§ Supplied text
[Start of section]

Risky business: Ontario court provided conditional approval of a novel third-party funding agreement

The Ontario Divisional Court in Houle v. St. Jude Medical Inc. marks yet another development in the emerging law surrounding the role of third party litigation funding agreements in Canadian class proceedings. In the case, the Divisional Court upheld Justice Perell’s qualified approval of a novel third party litigation funding agreement, which included the following:

  • Approval of the third party funder’s recovery of 10% of the plaintiff’s award (if any),
  • Amendment of the agreement to provide that the third party had to seek court approval after the end of the case for any further compensation, and
  • Deletion of parts of the agreement that permitted the third party funder to withdraw its funding.

The Divisional Court’s ruling represents a further evolution in the developing battle ground surrounding third party funding agreements in the context of class proceedings, in respect of which we have previously written (in addition to our commentary from a defendant’s perspective, found here and here).


In 2017, the plaintiffs, Shirley and Roland Houle brought a class action against the defendants, St Jude Medical Canada, Inc. and St Jude Medical Inc. alleging they negligently designed and manufactured cardiac defibrillator devices that were surgically implanted in the proposed class members.

Prior to applying for class certification, the plaintiffs asked the court to approve its third party funding agreement with Bentham IMF Capital Limited.

Unlike many third party funding agreements, Bentham agreed to pay 50% of the plaintiff’s counsels’ fee on a real time basis throughout the case. The agreement also stipulated that Bentham would receive 20%-25% of the plaintiff’s recovery. This is much more than the typical 10% often seen in these types of agreements.

On August 29, 2017, Justice Perell approved the litigation funding agreement subject to certain key amendments.

The danger of potential overcompensation

The Divisional Court accepted Justice Perell’s decision to pre-approve Bentham’s recovery of 10% of the plaintiff’s potential recovery, but to wait until the end of the case before determining if Bentham should be paid any additional amount (i.e., the additional 10-15% recovery contemplated by the terms of the original agreement).

In so doing, the Divisional Court expressed concern that Bentham’s compensation would be uncapped and not subject to any further court scrutiny. In this regard, it was noted that the eventual fee could prove to be unfair in the event that:

1. The parties overestimated the risk that the plaintiffs would not succeed, and

2. The plaintiffs or class counsel caved to Bentham’s pressure to settle.

Bentham argued that parties who receive the benefit of independent legal advice should be able to make commercial decisions. However, the Divisional Court reasoned that the protection of the interests of the 8,000 other class members trumped any such right. Similarly, the Divisional Court rejected the argument that Bentham needed certainty on its return, given the high level of uncertainty throughout the agreement.

[End of section]

§ Requirement 1
From the article on the Houle ruling, retype the passage from "Unlike many third" to "certain key amendments.".
§ Requirement 2
Turn the paragraph of the article on the Houle ruling that starts "Unlike many third party funding agreements" into a short bulleted list that keeps its main facts.

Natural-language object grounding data
[Start of section]

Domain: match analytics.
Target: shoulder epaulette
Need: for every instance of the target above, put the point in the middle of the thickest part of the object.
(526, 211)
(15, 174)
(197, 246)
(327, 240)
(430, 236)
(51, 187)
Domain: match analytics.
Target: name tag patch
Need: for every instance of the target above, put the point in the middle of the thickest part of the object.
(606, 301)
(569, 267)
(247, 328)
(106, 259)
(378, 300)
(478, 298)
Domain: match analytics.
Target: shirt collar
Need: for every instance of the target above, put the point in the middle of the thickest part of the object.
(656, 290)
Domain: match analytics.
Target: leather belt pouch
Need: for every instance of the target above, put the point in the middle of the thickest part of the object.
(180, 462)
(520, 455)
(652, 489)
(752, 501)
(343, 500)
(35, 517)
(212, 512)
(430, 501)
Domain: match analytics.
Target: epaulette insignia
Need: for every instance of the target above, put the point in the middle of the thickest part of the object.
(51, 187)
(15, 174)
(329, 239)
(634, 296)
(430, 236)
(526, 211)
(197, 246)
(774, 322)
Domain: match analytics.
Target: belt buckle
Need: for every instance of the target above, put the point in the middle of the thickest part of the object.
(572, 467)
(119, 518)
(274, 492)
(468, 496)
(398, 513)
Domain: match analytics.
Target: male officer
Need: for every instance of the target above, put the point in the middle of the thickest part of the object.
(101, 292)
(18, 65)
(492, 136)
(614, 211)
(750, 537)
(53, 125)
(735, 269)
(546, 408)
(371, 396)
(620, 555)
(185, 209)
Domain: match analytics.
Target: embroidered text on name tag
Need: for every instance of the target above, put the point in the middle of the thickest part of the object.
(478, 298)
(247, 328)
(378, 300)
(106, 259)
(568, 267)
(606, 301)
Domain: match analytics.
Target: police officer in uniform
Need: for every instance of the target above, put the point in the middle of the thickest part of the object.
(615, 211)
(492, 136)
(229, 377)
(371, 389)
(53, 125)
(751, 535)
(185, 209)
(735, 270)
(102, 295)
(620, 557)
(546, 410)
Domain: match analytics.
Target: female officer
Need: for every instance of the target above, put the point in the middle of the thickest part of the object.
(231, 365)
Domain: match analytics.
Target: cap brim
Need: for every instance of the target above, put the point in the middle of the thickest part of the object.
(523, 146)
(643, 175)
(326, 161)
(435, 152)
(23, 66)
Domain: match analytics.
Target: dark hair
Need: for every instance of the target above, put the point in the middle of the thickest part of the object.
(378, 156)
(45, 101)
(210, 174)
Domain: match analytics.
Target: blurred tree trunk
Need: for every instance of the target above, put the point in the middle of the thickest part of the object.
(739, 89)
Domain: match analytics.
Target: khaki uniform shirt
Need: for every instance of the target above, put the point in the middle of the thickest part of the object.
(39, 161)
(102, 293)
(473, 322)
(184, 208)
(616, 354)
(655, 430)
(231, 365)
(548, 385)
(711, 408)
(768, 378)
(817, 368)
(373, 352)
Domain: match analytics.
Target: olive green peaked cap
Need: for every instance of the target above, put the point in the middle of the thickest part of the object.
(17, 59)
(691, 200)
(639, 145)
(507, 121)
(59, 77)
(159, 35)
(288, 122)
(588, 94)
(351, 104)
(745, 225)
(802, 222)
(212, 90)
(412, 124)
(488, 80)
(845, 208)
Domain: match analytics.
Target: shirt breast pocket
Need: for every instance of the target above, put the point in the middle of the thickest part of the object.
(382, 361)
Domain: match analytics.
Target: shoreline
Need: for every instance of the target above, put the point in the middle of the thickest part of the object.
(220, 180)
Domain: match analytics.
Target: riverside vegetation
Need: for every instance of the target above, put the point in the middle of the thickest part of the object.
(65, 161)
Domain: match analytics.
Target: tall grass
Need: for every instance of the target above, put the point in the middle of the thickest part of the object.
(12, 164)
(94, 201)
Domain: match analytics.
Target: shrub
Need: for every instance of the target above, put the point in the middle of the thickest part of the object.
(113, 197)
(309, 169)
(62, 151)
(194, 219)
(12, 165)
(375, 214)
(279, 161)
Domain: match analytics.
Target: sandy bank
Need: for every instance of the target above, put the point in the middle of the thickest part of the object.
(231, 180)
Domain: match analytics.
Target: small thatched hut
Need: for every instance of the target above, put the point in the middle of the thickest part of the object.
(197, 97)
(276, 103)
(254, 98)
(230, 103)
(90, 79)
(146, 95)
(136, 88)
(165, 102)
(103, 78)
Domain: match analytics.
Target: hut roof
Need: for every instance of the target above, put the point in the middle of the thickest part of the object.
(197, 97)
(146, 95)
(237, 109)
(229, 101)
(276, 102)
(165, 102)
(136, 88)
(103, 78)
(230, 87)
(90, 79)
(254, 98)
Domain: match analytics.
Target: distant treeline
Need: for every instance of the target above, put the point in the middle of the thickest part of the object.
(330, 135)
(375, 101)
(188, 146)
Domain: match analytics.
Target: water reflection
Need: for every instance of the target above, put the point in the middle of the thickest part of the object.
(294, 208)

[End of section]

§ Solution 1
Unlike many third party funding agreements, Bentham agreed to pay 50% of the plaintiff’s counsels’ fee on a real time basis throughout the case. The agreement also stipulated that Bentham would receive 20%-25% of the plaintiff’s recovery. This is much more than the typical 10% often seen in these types of agreements.

On August 29, 2017, Justice Perell approved the litigation funding agreement subject to certain key amendments.

§ Solution 2
- Unlike many third party funding agreements, Bentham agreed to pay 50% of the plaintiff's counsel's fees on a real time basis throughout the case.
- Bentham would receive 20%-25% of the plaintiff's recovery.
- That share is much more than the typical 10% in such agreements.